-- Work required --
Rewrite everything from the line containing "the tan fur" down to the line containing "pixel 743 257", swapping "drill" for "exercise" and leaving all else unchanged.

Stored items
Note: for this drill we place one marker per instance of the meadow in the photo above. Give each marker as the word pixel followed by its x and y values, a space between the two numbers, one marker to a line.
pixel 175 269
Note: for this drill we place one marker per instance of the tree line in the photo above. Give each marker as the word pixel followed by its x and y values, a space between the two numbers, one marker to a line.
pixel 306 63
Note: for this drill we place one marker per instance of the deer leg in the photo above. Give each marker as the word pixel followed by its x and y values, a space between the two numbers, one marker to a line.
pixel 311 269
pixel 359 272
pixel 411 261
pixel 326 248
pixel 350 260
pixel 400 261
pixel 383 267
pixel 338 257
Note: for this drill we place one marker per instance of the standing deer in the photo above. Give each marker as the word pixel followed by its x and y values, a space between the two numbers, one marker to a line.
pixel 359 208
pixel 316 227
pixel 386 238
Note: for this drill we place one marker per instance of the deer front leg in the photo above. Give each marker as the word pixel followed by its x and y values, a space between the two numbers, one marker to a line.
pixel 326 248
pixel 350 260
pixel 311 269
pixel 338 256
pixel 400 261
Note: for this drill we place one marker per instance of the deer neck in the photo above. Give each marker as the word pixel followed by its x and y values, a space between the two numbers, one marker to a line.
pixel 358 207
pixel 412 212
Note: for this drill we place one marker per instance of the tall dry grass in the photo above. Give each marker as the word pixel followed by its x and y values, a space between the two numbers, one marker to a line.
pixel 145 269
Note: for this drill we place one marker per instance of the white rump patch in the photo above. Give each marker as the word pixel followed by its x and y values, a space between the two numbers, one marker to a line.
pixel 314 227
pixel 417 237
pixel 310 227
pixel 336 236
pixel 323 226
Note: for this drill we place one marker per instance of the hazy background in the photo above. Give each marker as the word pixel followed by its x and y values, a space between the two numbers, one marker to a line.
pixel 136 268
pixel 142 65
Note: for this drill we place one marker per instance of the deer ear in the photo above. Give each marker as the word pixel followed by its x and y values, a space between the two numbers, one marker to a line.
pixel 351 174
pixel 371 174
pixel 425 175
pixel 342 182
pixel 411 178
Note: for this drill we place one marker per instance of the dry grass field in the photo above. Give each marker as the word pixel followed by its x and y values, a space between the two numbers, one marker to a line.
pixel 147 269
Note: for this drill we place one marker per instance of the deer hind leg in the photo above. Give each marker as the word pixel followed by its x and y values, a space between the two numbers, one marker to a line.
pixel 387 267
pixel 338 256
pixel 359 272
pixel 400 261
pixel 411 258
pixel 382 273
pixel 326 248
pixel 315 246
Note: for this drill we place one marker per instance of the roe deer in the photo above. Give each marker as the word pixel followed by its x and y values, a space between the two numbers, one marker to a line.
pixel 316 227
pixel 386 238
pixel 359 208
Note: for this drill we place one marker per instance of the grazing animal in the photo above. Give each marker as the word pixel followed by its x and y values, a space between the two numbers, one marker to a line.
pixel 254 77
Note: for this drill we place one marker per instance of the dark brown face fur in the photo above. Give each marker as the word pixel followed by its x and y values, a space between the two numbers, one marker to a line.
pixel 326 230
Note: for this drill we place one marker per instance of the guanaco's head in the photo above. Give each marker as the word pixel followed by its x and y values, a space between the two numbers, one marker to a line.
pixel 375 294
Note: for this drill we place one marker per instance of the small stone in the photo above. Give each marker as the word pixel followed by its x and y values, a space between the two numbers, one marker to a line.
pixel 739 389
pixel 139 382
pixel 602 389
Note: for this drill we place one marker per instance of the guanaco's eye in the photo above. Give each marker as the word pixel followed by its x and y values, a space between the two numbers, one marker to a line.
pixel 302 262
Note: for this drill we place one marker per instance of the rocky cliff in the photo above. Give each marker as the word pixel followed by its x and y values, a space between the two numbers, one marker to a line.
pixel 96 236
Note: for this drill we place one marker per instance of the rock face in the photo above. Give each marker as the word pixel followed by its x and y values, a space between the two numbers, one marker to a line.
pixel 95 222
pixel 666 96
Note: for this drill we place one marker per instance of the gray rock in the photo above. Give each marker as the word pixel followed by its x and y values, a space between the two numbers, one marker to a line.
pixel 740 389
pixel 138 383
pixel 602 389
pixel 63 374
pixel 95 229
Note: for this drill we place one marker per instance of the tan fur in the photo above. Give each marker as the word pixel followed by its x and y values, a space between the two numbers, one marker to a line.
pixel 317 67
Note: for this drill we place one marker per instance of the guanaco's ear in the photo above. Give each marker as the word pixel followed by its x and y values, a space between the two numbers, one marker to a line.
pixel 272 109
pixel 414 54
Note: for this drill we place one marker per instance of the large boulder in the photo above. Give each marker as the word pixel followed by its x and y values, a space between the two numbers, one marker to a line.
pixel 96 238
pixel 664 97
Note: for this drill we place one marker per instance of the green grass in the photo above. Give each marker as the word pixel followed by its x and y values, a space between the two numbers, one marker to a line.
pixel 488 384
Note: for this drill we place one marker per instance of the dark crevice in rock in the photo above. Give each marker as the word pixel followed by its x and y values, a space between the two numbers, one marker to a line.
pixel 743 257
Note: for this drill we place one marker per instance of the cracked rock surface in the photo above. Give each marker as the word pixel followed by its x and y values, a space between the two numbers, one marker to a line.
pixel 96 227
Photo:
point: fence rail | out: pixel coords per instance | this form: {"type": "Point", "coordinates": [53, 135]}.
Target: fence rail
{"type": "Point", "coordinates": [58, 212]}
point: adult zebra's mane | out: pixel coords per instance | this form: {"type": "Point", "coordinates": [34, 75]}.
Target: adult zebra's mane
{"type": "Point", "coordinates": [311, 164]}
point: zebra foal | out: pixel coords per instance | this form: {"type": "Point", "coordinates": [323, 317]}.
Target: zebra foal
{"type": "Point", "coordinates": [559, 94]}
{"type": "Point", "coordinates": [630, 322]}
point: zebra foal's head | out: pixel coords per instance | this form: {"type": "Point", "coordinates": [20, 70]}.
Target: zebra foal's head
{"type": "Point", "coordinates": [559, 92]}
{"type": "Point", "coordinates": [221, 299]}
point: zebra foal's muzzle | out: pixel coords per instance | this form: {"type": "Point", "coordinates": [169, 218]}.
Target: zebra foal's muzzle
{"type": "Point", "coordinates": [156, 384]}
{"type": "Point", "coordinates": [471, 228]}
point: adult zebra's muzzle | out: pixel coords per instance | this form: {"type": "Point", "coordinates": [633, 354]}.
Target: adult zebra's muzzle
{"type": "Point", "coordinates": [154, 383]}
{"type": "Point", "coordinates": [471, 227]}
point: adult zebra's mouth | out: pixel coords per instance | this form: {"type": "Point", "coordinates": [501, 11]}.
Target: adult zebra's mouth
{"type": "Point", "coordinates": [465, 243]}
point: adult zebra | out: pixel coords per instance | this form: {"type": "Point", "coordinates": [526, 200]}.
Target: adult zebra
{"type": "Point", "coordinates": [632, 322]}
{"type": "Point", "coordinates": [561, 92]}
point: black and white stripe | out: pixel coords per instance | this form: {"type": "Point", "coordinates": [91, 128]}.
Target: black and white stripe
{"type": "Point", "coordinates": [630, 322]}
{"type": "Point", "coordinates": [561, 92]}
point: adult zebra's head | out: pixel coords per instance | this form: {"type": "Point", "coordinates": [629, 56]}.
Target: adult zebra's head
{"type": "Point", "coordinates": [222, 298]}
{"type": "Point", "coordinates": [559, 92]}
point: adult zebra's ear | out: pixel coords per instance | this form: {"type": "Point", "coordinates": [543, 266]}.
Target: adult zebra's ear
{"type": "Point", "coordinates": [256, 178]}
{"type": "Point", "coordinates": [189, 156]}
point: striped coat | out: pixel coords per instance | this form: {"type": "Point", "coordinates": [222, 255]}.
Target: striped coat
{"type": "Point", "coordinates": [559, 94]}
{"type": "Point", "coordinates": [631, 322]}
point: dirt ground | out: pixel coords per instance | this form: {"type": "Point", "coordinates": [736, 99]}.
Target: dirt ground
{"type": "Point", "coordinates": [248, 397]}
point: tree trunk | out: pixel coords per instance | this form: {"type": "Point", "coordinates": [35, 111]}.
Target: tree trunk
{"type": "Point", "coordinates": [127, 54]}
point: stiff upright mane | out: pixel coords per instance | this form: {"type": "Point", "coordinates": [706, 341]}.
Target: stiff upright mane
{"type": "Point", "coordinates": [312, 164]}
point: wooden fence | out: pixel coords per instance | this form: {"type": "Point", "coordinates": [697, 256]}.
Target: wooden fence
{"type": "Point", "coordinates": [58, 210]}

-- Written response --
Note: for this exercise we place one marker per instance of the tan fur in the photo above. Give each marker as the word pixel followed by its x and y values, a space between the two numbers, one marker to a line.
pixel 317 67
Note: for this exercise we place one marker per instance of the guanaco's ear in the photo above. Give each marker as the word pixel followed by its x and y values, a space between the two numbers, one marker to a line.
pixel 272 109
pixel 414 54
Note: for this exercise we place one marker per instance of the large boulder in the photo above. Give each marker as the word pixel followed by its x and y values, a space between the two numbers, one marker to a line.
pixel 96 238
pixel 664 97
Note: for this exercise we place one marker per instance of the green grass in the photo above. Give each marker as the word pixel followed by its x and y values, a space between the two numbers, one marker to a line.
pixel 488 384
Note: for this exercise we place one marker per instance of the dark crevice in rock in the photo above. Give each marker as the word pixel followed by its x and y values, a space between the two numbers, one marker to a line.
pixel 743 257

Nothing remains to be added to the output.